Stored data.

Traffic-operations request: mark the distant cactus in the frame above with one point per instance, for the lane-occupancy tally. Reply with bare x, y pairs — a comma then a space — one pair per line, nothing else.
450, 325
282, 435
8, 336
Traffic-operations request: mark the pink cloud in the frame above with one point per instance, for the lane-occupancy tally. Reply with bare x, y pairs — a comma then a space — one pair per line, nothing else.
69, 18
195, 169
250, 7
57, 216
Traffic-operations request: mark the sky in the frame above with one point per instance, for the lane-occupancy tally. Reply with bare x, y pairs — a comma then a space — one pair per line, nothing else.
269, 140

* * *

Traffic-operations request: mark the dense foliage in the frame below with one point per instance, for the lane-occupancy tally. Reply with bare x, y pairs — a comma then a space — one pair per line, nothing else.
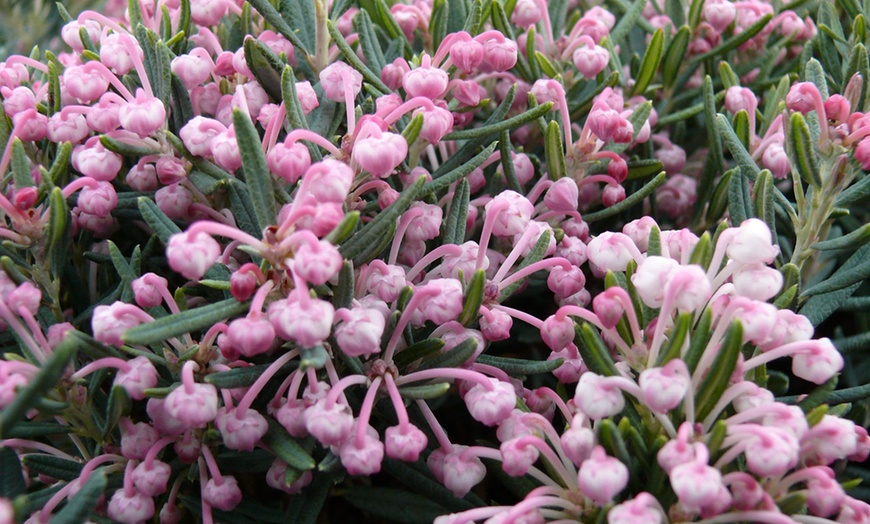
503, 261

--

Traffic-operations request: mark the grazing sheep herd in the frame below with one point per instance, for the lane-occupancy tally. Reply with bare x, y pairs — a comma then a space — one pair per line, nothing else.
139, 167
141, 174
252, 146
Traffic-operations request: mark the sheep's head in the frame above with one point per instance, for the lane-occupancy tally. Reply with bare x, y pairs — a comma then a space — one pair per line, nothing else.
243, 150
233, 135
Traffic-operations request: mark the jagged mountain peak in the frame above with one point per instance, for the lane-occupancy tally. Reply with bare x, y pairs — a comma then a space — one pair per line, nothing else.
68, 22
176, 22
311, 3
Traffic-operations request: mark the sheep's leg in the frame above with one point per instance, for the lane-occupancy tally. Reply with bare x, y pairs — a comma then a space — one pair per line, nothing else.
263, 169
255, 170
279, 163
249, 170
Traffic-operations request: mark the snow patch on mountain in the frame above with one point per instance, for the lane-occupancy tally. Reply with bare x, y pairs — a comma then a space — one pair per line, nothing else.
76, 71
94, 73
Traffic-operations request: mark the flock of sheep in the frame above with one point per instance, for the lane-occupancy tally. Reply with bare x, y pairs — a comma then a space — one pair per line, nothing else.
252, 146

Written request.
State how many lines of the entries above contain the string "below", with uppercase and lowercase letters treated as different. Reply with the number alone.

Answer to the problem.
2